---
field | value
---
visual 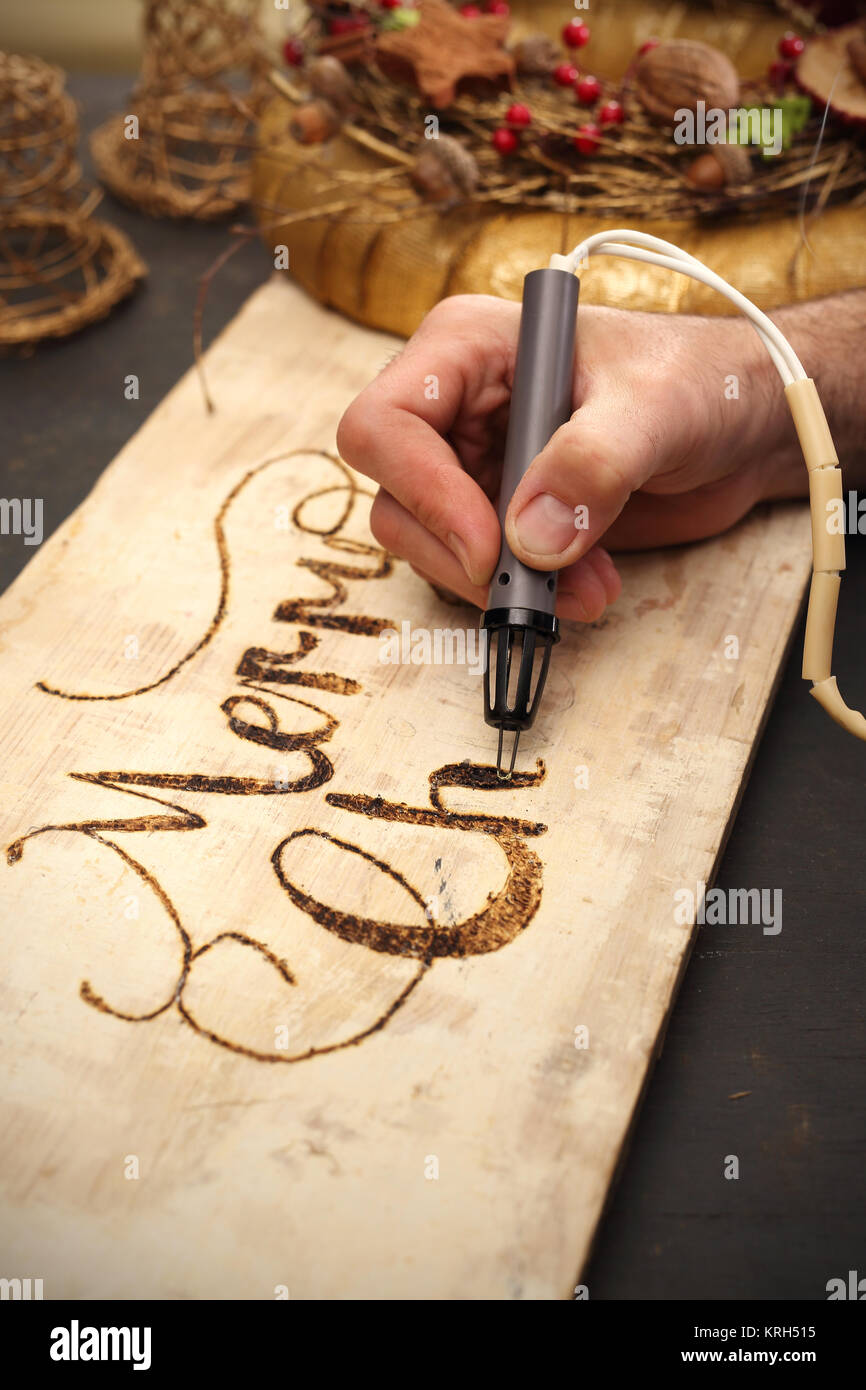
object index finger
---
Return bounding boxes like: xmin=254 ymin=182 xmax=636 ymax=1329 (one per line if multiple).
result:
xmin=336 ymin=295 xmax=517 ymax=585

== == ==

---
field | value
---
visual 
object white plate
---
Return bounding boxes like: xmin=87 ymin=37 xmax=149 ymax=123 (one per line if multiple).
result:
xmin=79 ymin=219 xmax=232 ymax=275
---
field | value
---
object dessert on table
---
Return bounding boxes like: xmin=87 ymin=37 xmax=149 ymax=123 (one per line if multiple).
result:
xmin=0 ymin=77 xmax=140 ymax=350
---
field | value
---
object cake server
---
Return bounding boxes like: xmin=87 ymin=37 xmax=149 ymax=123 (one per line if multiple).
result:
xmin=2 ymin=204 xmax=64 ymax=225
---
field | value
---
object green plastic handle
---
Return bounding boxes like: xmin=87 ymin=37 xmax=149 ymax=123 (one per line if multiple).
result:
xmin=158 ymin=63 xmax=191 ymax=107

== == ==

DIRECTIONS. How many lines in the material above contain the word "object"? Case counts. Reply with the number only.

ANSWER TO THE PROBLEM. 5